(DATA UNDER STUDY Opens)

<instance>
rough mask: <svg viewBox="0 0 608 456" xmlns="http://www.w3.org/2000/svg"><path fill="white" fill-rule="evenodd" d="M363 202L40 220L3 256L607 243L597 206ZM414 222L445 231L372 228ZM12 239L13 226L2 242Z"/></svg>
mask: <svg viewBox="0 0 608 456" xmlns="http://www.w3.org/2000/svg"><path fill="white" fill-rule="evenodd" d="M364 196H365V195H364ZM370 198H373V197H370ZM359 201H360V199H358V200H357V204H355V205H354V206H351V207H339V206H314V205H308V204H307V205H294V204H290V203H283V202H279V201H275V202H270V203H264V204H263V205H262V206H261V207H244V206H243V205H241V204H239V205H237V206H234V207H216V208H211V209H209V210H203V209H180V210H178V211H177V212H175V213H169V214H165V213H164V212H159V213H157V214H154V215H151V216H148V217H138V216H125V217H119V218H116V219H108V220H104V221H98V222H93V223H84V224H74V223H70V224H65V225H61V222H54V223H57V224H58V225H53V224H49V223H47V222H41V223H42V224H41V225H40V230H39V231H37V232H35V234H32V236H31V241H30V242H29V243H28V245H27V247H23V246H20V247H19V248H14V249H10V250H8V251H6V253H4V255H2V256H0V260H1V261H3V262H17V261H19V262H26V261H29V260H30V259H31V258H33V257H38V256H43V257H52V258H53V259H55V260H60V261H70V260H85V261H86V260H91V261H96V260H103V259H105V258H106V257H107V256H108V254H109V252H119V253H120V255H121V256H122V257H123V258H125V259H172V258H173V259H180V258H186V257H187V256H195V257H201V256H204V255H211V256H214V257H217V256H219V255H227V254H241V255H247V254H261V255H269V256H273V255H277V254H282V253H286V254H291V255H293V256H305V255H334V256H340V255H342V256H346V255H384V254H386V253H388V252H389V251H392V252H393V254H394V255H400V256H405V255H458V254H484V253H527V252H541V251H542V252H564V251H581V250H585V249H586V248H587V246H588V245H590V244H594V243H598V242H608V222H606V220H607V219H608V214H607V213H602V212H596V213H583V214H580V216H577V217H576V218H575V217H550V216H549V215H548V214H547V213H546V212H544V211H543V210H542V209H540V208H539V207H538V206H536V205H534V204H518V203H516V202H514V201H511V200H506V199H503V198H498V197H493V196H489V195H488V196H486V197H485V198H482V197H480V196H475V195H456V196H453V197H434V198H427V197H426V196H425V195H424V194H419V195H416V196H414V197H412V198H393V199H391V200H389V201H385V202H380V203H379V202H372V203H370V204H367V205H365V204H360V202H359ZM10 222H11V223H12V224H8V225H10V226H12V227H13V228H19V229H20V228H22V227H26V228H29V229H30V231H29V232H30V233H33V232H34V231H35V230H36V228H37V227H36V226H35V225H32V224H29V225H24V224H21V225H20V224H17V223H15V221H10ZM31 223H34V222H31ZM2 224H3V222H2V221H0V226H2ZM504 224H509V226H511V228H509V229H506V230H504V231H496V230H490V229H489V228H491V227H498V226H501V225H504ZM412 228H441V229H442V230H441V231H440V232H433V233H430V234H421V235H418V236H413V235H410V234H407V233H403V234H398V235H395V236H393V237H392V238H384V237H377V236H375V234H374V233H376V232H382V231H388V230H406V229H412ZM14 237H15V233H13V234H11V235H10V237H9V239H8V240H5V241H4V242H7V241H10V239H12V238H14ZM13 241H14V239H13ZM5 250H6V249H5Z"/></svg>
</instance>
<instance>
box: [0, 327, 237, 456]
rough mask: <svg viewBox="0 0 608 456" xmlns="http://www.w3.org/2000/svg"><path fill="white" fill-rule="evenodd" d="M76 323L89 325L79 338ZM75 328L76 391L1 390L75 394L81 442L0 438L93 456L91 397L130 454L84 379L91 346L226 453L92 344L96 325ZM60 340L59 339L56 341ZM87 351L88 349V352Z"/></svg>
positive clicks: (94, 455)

(DATA UNDER STUDY Closes)

- [WHAT YOU WILL DO] Write out exactly the lines of the entries above that run from the line containing "</instance>" through the last line, including both.

- [FINAL ANSWER]
</instance>
<instance>
box: [0, 327, 237, 456]
rough mask: <svg viewBox="0 0 608 456" xmlns="http://www.w3.org/2000/svg"><path fill="white" fill-rule="evenodd" d="M76 323L89 325L79 338ZM75 328L76 391L1 390L75 394L81 442L0 438L93 456L91 397L130 454L84 379L91 346L226 453L92 344L96 325ZM60 340L59 339L56 341ZM87 351L88 349V352Z"/></svg>
positive clicks: (94, 455)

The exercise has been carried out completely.